## [THE EXERCISE]
Please format every line of the records below as a numbered list, skipping blank lines. Leave the pictures out.

## [THE INPUT]
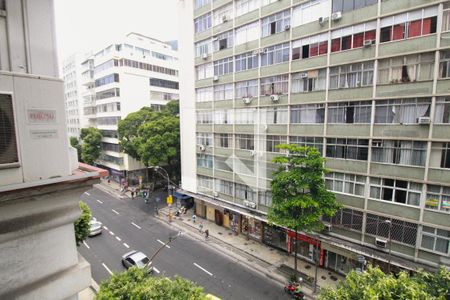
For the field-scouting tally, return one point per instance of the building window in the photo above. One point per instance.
(245, 141)
(245, 116)
(223, 66)
(223, 14)
(345, 183)
(202, 23)
(401, 231)
(403, 111)
(246, 61)
(394, 190)
(245, 6)
(349, 5)
(307, 141)
(204, 161)
(358, 112)
(275, 55)
(205, 139)
(223, 140)
(353, 37)
(274, 115)
(344, 148)
(310, 11)
(223, 92)
(314, 80)
(351, 76)
(407, 25)
(204, 94)
(204, 71)
(247, 88)
(307, 113)
(410, 68)
(310, 46)
(275, 85)
(410, 153)
(223, 41)
(247, 33)
(434, 239)
(275, 23)
(438, 197)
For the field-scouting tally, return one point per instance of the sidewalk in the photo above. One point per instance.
(270, 261)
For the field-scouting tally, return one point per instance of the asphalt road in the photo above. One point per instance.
(131, 225)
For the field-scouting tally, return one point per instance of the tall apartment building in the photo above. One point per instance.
(365, 82)
(120, 79)
(40, 180)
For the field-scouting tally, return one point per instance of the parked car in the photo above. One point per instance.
(95, 227)
(136, 258)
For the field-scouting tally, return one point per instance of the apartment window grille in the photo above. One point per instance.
(247, 88)
(309, 81)
(407, 25)
(246, 61)
(345, 148)
(401, 231)
(438, 197)
(204, 94)
(223, 41)
(410, 68)
(307, 141)
(346, 183)
(310, 11)
(202, 23)
(275, 85)
(437, 240)
(308, 113)
(351, 76)
(275, 23)
(403, 111)
(247, 33)
(245, 6)
(223, 92)
(275, 54)
(223, 66)
(310, 46)
(358, 112)
(349, 5)
(394, 190)
(353, 37)
(412, 153)
(245, 141)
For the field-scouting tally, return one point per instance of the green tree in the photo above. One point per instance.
(373, 284)
(91, 144)
(82, 223)
(299, 195)
(76, 144)
(137, 284)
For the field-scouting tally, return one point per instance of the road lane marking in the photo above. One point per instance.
(203, 269)
(162, 243)
(135, 225)
(107, 269)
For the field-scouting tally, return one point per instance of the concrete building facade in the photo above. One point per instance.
(365, 82)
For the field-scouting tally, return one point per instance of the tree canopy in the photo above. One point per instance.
(81, 225)
(373, 284)
(137, 284)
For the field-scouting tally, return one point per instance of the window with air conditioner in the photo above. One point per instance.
(8, 143)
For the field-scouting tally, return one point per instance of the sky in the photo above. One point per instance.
(84, 25)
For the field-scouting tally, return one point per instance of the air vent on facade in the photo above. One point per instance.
(8, 145)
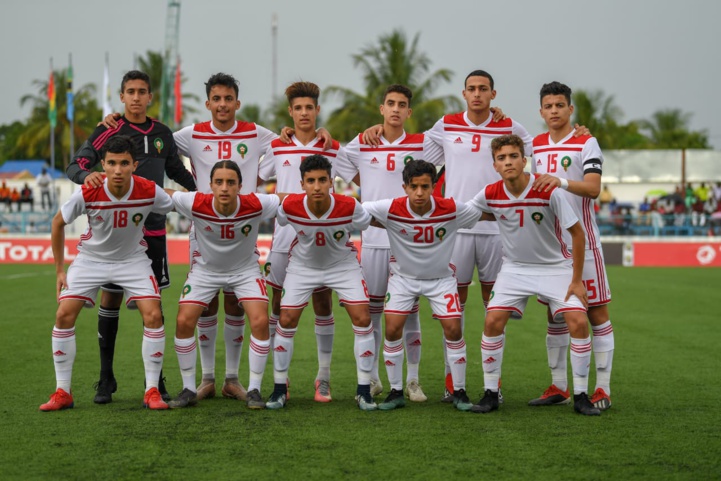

## [SOLUTION]
1. For the field-scouting tally, return one point per instance of the building window in the photo above. One point per instance.
2. (245, 141)
3. (245, 116)
4. (223, 66)
5. (223, 14)
6. (345, 183)
7. (202, 23)
8. (401, 231)
9. (403, 111)
10. (246, 61)
11. (394, 190)
12. (245, 6)
13. (349, 5)
14. (307, 141)
15. (204, 161)
16. (358, 112)
17. (275, 55)
18. (205, 139)
19. (223, 140)
20. (353, 37)
21. (274, 115)
22. (344, 148)
23. (310, 11)
24. (223, 92)
25. (314, 80)
26. (351, 76)
27. (407, 25)
28. (204, 94)
29. (204, 71)
30. (247, 88)
31. (307, 113)
32. (410, 68)
33. (310, 46)
34. (275, 85)
35. (410, 153)
36. (223, 41)
37. (247, 33)
38. (434, 239)
39. (275, 23)
40. (438, 197)
41. For the field-scouting tally, return one point per instance of the sidewalk in the photo above. One point per instance.
42. (270, 261)
43. For the field-scouting tally, return one point per instance of the asphalt road in the photo above. One point per instance.
44. (131, 225)
45. For the field-scouting tally, return one point per instance of the tall apartment building in the photo above. One point per instance.
46. (365, 82)
47. (120, 79)
48. (40, 180)
49. For the field-scouting tally, return one point per instance of the parked car in the photo above. One point per instance.
50. (95, 227)
51. (136, 258)
52. For the field-scouting tally, return one point per instance of the apartment window grille in the photo above. One point per instance.
53. (247, 88)
54. (309, 81)
55. (407, 25)
56. (246, 61)
57. (345, 148)
58. (401, 231)
59. (438, 197)
60. (204, 94)
61. (223, 41)
62. (410, 68)
63. (307, 141)
64. (346, 183)
65. (310, 11)
66. (202, 23)
67. (275, 85)
68. (437, 240)
69. (308, 113)
70. (351, 76)
71. (275, 23)
72. (403, 111)
73. (247, 33)
74. (245, 6)
75. (223, 92)
76. (275, 54)
77. (223, 66)
78. (310, 46)
79. (358, 112)
80. (349, 5)
81. (394, 190)
82. (353, 37)
83. (412, 153)
84. (245, 141)
85. For the field-scouting tally, return one point per instance of the green tree in the photo above. One point per instance.
86. (373, 284)
87. (91, 144)
88. (82, 223)
89. (299, 195)
90. (76, 144)
91. (137, 284)
92. For the field-scouting tally, return one point per instance of the road lane marking in the photo above. One point per instance.
93. (203, 269)
94. (162, 243)
95. (135, 225)
96. (107, 269)
97. For the field-scouting tally, return one point per instance of the concrete building facade in the photo above. One point per instance.
98. (365, 82)
99. For the field-scouting tally, return one point per instance of the tree canopy in the photo above. One point per instance.
100. (81, 225)
101. (373, 284)
102. (137, 284)
103. For the field-scouting tally, return one point per instance of the window with air conditioner in the photo above. One point per instance.
104. (8, 143)
105. For the field-scouting tally, return one point per instance of the sky in the photo above. One point per instance.
106. (84, 25)
107. For the field-scouting tally, return one point per instance of the air vent on facade in the photo above. One point per instance.
108. (8, 145)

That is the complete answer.